■ Text passage ■

The best time to negotiate is when:

  • You are not desperate.
  • You want your child to take on more responsibilities.
  • You want to teach your child the art of negotiation and compromise and the consequences of keeping or breaking agreements.

Do's & Don'tsThis excerpt is from How To Say It to Your Kids by Dr. Paul Coleman.

The "D" in Tender stands for Do's & Don'ts. Listen to Charlie and his mom:

"Charlie, put your coat on if you're going outside. You'll get cold."

"No, I won't get cold, Mom."

"Yes, you will. You'll freeze. Put your coat on."

"But Mom . . ."

"I don't like it when you don't wear a coat."

"But I like it!"

Mom is making two mistakes. First, she's confusing Do's & Don'ts with Teaching. If she absolutely wants Charlie to wear a coat, she should say that without explaining why. Rules and orders are not requests. When a parent gives a rationale for her command, the implication is that if the child can outwit her with logic, then the rule can be put aside. If you think that explaining your rule is important (Teaching), feel free to do so. But if a debate begins, you must be ready to enforce the rule or open up negotiations.

More explanations will not help.

Mom's second mistake was stating that she doesn't like it when Charlie goes outside without a coat. Again, that is not only not a command (she is Reporting her opinion), but it gives Charlie an opportunity to whittle away Mom's resolve ("But I like it!").

Every parent has rules. While rules can be changed or even negotiated, they are meaningless if parents do not enforce them. When children are younger and the rules are being introduced, parents may use a teaching style to explain them ("No eating food on the couch because . . ."), but when kids are a little older, explaining the rule invites discussion ("But, Dad, I promise I'll be careful not to drip jelly on the new furniture") when discussion is not necessary. Children need the structure that rules provide. And the most important, nonnegotiable rules involve moral values and safety. When your eight-year-old refuses to wear a seatbelt, you do not negotiate. You may give an explanation, but chances are your child knows the reasons. It is better to say, "Until you wear your belt, we will not go to the mall."

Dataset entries
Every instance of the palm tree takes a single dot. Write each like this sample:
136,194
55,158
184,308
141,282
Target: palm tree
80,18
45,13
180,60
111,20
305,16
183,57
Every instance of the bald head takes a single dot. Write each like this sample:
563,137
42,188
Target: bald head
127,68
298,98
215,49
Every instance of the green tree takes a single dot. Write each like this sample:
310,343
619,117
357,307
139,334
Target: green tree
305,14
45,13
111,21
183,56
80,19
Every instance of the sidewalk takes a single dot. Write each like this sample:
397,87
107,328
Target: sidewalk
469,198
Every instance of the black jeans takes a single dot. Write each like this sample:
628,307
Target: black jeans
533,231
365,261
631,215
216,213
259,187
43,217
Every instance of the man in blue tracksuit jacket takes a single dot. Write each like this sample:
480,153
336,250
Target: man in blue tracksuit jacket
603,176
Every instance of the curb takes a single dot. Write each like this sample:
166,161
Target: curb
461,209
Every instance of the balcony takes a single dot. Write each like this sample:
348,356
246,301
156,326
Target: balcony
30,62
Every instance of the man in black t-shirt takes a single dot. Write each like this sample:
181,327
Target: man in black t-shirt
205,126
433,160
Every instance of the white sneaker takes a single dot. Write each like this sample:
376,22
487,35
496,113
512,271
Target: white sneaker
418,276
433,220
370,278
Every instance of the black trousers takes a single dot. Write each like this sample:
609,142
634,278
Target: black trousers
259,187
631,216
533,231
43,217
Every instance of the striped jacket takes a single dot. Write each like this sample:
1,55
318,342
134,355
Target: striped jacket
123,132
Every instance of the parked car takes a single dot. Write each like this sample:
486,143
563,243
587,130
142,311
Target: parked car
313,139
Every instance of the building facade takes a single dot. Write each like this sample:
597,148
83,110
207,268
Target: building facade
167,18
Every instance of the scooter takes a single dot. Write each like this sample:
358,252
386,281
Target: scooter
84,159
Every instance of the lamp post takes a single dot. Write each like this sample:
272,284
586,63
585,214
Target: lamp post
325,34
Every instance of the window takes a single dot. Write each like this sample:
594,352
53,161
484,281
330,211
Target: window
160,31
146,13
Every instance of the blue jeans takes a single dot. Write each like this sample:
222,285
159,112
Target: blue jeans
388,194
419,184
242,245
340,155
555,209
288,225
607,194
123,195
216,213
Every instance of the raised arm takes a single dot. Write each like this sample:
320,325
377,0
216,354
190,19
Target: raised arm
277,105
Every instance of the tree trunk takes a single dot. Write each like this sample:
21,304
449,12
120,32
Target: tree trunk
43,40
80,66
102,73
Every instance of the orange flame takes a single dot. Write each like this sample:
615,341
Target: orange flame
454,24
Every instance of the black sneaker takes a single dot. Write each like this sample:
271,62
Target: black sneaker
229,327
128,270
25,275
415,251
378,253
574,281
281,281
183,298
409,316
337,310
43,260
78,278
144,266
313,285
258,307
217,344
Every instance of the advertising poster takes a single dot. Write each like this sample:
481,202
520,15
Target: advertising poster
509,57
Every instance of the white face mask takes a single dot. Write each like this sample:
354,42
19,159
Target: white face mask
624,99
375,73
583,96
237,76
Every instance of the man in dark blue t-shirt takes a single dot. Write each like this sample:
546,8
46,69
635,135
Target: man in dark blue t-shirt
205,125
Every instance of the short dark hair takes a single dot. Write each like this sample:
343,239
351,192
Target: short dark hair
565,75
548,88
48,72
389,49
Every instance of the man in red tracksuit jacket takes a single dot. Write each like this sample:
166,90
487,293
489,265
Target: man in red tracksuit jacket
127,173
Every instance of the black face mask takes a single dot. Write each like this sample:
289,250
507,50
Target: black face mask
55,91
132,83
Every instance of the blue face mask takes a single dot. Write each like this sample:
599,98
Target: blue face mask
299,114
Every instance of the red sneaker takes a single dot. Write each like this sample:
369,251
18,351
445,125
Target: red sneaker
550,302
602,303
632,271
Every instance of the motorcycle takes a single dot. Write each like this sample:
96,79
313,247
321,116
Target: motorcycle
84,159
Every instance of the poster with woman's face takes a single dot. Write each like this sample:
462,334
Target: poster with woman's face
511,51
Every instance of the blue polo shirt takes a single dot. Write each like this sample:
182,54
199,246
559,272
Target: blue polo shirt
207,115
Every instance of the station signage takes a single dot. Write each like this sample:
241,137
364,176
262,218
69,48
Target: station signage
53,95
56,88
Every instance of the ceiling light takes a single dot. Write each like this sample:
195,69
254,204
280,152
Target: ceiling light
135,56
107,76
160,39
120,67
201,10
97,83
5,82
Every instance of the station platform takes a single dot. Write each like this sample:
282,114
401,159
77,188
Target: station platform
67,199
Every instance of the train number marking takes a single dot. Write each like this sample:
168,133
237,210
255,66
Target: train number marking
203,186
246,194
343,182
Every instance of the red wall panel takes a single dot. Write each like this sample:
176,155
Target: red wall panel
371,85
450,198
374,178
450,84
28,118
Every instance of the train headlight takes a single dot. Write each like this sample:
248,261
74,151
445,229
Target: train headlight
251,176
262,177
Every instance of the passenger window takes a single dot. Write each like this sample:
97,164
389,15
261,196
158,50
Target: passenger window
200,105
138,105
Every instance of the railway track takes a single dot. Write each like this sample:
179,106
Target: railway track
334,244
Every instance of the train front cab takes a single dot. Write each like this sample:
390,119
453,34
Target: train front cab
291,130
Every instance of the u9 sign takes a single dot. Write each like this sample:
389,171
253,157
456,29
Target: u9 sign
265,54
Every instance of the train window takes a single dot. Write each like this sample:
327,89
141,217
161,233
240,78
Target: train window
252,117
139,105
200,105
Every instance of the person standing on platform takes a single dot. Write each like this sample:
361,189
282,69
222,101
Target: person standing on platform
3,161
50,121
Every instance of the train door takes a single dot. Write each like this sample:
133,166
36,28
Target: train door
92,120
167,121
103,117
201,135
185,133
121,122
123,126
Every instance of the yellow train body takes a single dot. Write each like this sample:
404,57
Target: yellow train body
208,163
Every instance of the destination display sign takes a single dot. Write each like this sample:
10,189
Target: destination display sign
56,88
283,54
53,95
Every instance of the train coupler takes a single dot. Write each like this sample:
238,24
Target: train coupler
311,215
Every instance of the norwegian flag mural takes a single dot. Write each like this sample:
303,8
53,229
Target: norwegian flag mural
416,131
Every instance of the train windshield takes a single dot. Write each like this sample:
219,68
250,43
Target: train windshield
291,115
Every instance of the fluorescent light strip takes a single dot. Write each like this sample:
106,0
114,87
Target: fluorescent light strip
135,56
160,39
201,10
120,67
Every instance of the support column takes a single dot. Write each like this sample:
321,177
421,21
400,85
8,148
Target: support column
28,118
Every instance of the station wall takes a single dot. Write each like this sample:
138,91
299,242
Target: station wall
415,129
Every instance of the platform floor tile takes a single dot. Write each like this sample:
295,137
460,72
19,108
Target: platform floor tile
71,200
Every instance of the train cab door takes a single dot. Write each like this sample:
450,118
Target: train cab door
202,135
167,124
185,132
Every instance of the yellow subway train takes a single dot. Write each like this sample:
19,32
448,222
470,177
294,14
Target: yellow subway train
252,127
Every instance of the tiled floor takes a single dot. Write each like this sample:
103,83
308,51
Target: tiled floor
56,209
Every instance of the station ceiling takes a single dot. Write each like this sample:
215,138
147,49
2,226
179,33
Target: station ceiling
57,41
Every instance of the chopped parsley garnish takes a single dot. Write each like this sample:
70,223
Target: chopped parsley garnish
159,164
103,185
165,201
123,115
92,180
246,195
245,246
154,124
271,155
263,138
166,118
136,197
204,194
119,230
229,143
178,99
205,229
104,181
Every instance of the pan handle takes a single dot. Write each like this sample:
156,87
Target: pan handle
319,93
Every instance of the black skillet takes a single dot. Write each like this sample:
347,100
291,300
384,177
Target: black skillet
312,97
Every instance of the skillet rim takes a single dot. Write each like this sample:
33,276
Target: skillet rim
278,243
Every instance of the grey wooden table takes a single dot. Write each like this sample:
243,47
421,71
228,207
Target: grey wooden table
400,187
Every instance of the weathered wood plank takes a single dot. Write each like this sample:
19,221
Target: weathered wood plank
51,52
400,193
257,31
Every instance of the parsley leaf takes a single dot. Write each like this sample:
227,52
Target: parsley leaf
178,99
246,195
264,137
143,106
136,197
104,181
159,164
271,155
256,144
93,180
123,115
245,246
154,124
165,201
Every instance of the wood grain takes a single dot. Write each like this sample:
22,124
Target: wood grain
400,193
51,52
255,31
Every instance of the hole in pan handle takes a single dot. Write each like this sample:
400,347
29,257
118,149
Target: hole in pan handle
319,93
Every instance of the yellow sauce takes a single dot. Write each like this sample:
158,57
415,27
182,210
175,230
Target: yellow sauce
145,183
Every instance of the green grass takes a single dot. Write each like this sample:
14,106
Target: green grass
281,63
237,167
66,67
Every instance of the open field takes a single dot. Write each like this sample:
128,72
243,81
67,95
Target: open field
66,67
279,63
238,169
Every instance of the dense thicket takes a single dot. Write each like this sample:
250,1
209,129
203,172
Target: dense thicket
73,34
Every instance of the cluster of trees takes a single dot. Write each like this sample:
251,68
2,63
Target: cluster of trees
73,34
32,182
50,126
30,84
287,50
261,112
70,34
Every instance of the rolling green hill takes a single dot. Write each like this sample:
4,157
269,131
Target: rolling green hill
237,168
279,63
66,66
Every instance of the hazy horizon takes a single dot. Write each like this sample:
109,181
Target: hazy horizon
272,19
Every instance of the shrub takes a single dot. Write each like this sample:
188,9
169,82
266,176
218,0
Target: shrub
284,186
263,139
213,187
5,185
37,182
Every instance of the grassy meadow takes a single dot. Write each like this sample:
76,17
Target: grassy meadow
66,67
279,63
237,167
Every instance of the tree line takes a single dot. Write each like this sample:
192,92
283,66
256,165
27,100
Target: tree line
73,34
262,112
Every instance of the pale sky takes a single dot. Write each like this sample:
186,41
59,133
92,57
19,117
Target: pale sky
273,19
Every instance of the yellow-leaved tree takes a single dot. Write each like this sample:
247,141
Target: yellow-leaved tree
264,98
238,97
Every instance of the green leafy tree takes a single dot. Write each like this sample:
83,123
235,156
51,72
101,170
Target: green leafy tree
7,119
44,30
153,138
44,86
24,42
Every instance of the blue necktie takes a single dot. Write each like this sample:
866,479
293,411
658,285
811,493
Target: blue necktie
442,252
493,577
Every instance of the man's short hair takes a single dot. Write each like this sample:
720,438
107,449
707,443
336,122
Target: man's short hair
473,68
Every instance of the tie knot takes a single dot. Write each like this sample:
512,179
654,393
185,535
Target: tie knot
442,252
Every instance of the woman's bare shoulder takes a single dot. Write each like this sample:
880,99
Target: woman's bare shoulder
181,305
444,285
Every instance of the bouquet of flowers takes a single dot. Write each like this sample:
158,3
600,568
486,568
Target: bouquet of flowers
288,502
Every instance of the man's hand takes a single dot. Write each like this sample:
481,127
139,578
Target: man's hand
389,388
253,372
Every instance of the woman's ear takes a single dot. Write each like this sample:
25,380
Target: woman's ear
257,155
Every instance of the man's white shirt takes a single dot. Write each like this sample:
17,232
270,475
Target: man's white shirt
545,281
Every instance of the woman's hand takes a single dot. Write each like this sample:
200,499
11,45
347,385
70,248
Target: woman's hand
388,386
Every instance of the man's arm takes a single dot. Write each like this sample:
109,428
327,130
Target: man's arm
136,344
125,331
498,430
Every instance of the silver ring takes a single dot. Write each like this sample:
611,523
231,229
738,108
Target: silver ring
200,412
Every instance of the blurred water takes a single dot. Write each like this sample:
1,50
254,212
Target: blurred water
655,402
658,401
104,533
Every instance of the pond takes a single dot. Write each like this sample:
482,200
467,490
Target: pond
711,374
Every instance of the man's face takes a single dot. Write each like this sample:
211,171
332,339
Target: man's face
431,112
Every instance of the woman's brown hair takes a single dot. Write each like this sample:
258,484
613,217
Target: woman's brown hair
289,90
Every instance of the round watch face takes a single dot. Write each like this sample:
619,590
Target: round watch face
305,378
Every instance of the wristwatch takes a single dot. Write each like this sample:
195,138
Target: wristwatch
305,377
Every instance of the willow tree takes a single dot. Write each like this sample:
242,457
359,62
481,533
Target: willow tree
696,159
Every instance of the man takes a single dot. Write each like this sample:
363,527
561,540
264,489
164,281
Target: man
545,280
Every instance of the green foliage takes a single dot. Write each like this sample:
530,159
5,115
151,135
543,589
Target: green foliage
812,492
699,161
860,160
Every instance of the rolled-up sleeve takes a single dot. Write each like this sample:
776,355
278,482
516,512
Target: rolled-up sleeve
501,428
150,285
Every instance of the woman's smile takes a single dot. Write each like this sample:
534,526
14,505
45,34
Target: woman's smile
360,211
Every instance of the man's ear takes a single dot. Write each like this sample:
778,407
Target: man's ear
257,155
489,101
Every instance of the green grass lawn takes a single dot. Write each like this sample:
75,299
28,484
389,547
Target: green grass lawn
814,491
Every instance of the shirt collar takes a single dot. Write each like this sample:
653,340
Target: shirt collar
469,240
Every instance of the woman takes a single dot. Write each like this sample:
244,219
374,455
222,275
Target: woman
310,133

■ Task list ■
a: In the parenting excerpt, what does the "D" in Tender stand for?
b: Reproduce the parenting excerpt between "Mom is making" and "open up negotiations.", inclusive, swapping "coat" for "jacket".
c: Carry on the excerpt about setting rules for children past its final sentence.

■ Per-task outputs ■
a: Do's & Don'ts

b:
Mom is making two mistakes. First, she's confusing Do's & Don'ts with Teaching. If she absolutely wants Charlie to wear a jacket, she should say that without explaining why. Rules and orders are not requests. When a parent gives a rationale for her command, the implication is that if the child can outwit her with logic, then the rule can be put aside. If you think that explaining your rule is important (Teaching), feel free to do so. But if a debate begins, you must be ready to enforce the rule or open up negotiations.

c:
Sometimes enforcing rules is best done when accompanied by an empathic statement. Telling your child sincerely that you know he is disappointed or angry can soften the blow a little. It is bad enough when a child feels he does not get what he wants, but it is worse when he also feels that his parent doesn't understand him -- or care to understand.

How to Say It

  • "Stop pushing each other right now."
  • "Stop throwing a ball in the living room. That's not allowed."
  • "I know that you don't agree, but the rule is . . ."
  • "Hitting your sister is very wrong."
  • "We made an agreement, and you have to stick by it. Thank you."
  • "Bedtime is in five minutes. Brush your teeth now."
  • "Turn off the television now. It's dinnertime."
  • "You can ride your bike as far as the end of the block, but no farther."

The best rules are clear and concise. When stating a rule, ask yourself if it is really a teaching moment (giving reasons why) or if the rule is simply to be enforced. Also ask yourself if you are willing to negotiate. If not, stick to your guns.

How Not to Say It

  • "What did we just talk about?"
  • "How many times have I told you ..."
  • "What do you think you are doing?"
  • "What's going on here?"
  • "I don't like it when you talk back to me."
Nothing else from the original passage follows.